[Location annotation dataset excerpts]
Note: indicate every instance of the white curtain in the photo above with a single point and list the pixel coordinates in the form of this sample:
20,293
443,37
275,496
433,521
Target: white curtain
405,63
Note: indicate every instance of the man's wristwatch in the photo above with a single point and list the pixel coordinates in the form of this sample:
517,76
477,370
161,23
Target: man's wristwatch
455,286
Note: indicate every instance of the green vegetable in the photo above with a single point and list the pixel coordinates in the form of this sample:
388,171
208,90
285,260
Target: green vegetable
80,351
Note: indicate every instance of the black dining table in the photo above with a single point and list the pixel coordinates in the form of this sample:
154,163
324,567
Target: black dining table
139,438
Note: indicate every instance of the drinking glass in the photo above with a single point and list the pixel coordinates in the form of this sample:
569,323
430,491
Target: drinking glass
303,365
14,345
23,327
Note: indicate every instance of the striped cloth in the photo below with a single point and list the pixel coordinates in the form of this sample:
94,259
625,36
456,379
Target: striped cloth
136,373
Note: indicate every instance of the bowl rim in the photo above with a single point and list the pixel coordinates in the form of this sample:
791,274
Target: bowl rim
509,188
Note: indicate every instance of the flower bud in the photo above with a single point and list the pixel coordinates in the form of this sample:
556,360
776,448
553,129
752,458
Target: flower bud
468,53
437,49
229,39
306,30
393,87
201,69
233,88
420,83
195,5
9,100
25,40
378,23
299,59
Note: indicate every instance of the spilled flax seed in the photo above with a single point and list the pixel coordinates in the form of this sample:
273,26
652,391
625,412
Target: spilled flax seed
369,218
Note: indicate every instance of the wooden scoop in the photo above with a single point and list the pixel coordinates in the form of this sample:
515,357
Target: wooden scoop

▶ [Aim of the task]: Quote, without alteration, the final stretch of the entries: the line with "Note: indicate every instance of the man's" onward to the last line.

▶ [Task solution]:
Note: indicate every instance of the man's wristwatch in the photo above with a single point and list the pixel coordinates in the form of this sample:
517,76
477,370
161,23
Target: man's wristwatch
455,286
Note: indicate every instance of the green vegetable in the photo above with a single point and list the pixel coordinates in the form of this sample:
388,171
208,90
285,260
Target: green vegetable
80,351
Note: indicate every instance of the black dining table in the photo above with a single point and list the pixel coordinates in the form of this sample:
154,163
324,567
Target: black dining table
139,438
Note: indicate every instance of the drinking glass in the photo above with a single point and list the pixel coordinates in the form of this sample:
569,323
430,491
Target: drinking glass
303,365
14,345
23,327
Note: indicate every instance of the striped cloth in the photo below with a single point and list the pixel coordinates in the form of this sample:
94,259
625,36
456,379
Target: striped cloth
136,373
Note: indicate every instance of the bowl rim in the photo above with a single point and list the pixel coordinates in the form of this sample:
791,274
Target: bowl rim
509,188
Note: indicate every instance of the flower bud in the photo above with a single point and list the pixel coordinates in the form of this sample:
556,360
776,448
553,129
752,458
Target: flower bud
468,53
437,49
229,39
306,30
393,87
201,69
233,88
420,83
195,5
9,100
25,40
378,23
299,59
Note: indicate every instance of the spilled flax seed in the photo above with a single point and list the pixel coordinates in the form of this sample:
273,26
652,391
625,412
Target: spilled flax seed
369,218
Note: indicate every instance of the wooden scoop in the photo above with a single point and list the pixel coordinates in the form of this sample:
515,357
Target: wooden scoop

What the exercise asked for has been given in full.